With the line containing "box: [495, 198, 513, 212]" as the start and the line containing "box: [0, 270, 169, 332]" as the end, transcribe that span of the entries below exactly, including both.

__RECORDS FOR THIS EXERCISE__
#####

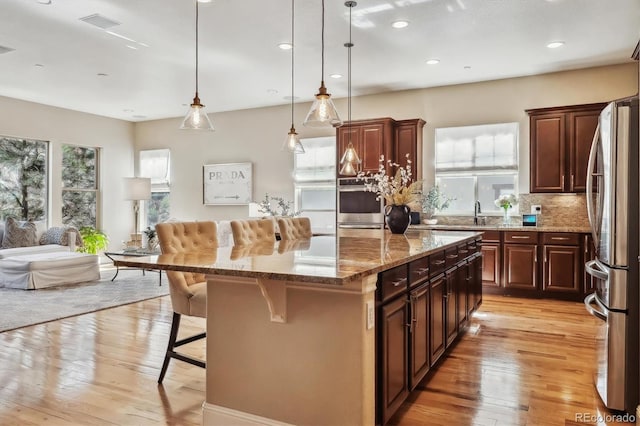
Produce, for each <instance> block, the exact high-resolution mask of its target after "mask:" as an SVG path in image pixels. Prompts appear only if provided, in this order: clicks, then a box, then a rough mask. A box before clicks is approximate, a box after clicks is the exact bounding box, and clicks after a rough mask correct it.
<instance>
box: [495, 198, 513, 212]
mask: <svg viewBox="0 0 640 426" xmlns="http://www.w3.org/2000/svg"><path fill="white" fill-rule="evenodd" d="M494 204H495V205H496V207H500V208H501V209H504V211H505V212H506V211H507V210H509V209H510V208H512V207H513V206H515V205H517V204H518V197H516V196H515V195H514V194H504V195H501V196H499V197H498V199H497V200H495V201H494Z"/></svg>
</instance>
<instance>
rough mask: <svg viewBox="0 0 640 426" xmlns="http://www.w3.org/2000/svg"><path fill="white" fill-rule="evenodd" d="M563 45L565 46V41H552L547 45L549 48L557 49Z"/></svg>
mask: <svg viewBox="0 0 640 426" xmlns="http://www.w3.org/2000/svg"><path fill="white" fill-rule="evenodd" d="M561 46H564V41H552V42H551V43H549V44H547V47H548V48H549V49H557V48H558V47H561Z"/></svg>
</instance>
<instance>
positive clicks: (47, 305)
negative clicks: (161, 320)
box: [0, 270, 169, 332]
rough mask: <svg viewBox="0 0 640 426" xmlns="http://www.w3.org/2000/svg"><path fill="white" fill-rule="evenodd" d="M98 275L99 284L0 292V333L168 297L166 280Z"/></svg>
mask: <svg viewBox="0 0 640 426" xmlns="http://www.w3.org/2000/svg"><path fill="white" fill-rule="evenodd" d="M114 273H115V270H105V271H101V273H100V277H101V278H100V280H99V281H91V282H87V283H81V284H72V285H67V286H59V287H52V288H43V289H39V290H19V289H9V288H0V332H3V331H8V330H13V329H16V328H21V327H26V326H29V325H35V324H40V323H43V322H49V321H54V320H57V319H61V318H67V317H71V316H75V315H81V314H86V313H89V312H95V311H99V310H101V309H107V308H113V307H115V306H120V305H126V304H129V303H135V302H139V301H141V300H147V299H152V298H154V297H160V296H165V295H167V294H169V283H168V281H167V277H166V276H164V274H163V277H162V285H161V286H159V285H158V273H157V272H153V271H150V272H149V271H148V272H146V273H145V275H142V271H140V270H121V271H120V272H119V273H118V277H117V278H116V279H115V280H114V281H111V278H113V275H114Z"/></svg>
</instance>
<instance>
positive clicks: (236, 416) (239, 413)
mask: <svg viewBox="0 0 640 426" xmlns="http://www.w3.org/2000/svg"><path fill="white" fill-rule="evenodd" d="M202 424H203V425H204V426H215V425H224V426H257V425H272V426H293V425H291V423H284V422H280V421H278V420H273V419H268V418H266V417H261V416H256V415H255V414H250V413H245V412H244V411H238V410H233V409H231V408H227V407H221V406H219V405H215V404H209V403H208V402H204V403H203V404H202Z"/></svg>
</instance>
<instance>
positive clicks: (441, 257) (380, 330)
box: [375, 239, 482, 425]
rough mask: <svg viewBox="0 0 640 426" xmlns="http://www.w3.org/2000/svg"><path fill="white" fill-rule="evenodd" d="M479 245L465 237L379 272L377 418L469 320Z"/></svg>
mask: <svg viewBox="0 0 640 426" xmlns="http://www.w3.org/2000/svg"><path fill="white" fill-rule="evenodd" d="M479 247H480V241H479V240H478V241H476V240H471V239H469V240H466V241H465V242H464V243H461V244H459V245H458V246H453V247H443V248H442V249H441V250H440V251H437V252H434V253H430V254H429V255H428V256H424V257H422V258H419V259H414V260H412V261H411V262H409V263H405V264H402V265H399V266H396V267H393V268H391V269H388V270H385V271H383V272H380V273H379V274H378V282H377V289H376V304H377V305H376V318H375V322H376V424H383V425H384V424H386V423H387V422H388V421H389V419H391V417H392V416H393V414H394V413H395V412H396V411H397V410H398V409H399V408H400V406H401V405H402V403H403V402H404V401H405V400H406V398H407V397H408V395H409V393H410V392H411V391H412V390H413V389H415V388H416V386H418V384H419V383H420V382H421V381H422V380H423V379H425V377H426V376H427V374H428V373H429V371H430V369H431V367H432V366H434V365H435V364H436V363H437V362H438V360H439V359H441V358H442V357H444V356H445V354H446V351H447V349H448V348H449V346H450V345H452V344H453V343H454V341H455V339H456V338H457V337H458V336H459V335H460V331H461V330H463V329H464V327H466V326H467V325H468V320H467V319H468V316H469V313H470V310H471V309H473V306H474V303H475V302H474V300H476V299H475V297H477V296H471V295H470V294H471V293H472V289H471V284H470V282H472V279H473V278H472V277H473V272H472V271H476V270H477V267H476V269H474V268H473V267H472V265H473V259H474V258H475V259H477V260H478V261H479V260H480V255H479V252H478V249H479ZM447 254H448V255H449V257H447ZM454 255H455V257H454ZM447 259H449V262H453V261H457V263H455V264H453V265H452V266H448V265H449V263H448V262H447ZM476 264H477V263H476ZM445 267H447V269H446V272H445V270H444V268H445ZM481 291H482V290H481V286H480V292H481ZM480 297H481V296H480Z"/></svg>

#####

__SOLUTION BELOW__
box: [495, 198, 513, 212]
mask: <svg viewBox="0 0 640 426" xmlns="http://www.w3.org/2000/svg"><path fill="white" fill-rule="evenodd" d="M494 204H495V205H496V207H500V208H501V209H504V211H505V212H506V211H507V210H509V209H510V208H512V207H513V206H515V205H517V204H518V197H516V196H515V195H514V194H504V195H501V196H499V197H498V199H497V200H495V201H494Z"/></svg>
</instance>
<instance>
rough mask: <svg viewBox="0 0 640 426" xmlns="http://www.w3.org/2000/svg"><path fill="white" fill-rule="evenodd" d="M563 45L565 46V41H552L547 45L549 48L557 49Z"/></svg>
mask: <svg viewBox="0 0 640 426" xmlns="http://www.w3.org/2000/svg"><path fill="white" fill-rule="evenodd" d="M561 46H564V41H552V42H551V43H549V44H547V47H548V48H549V49H557V48H558V47H561Z"/></svg>
</instance>
<instance>
positive clicks: (47, 305)
negative clicks: (161, 320)
box: [0, 270, 169, 332]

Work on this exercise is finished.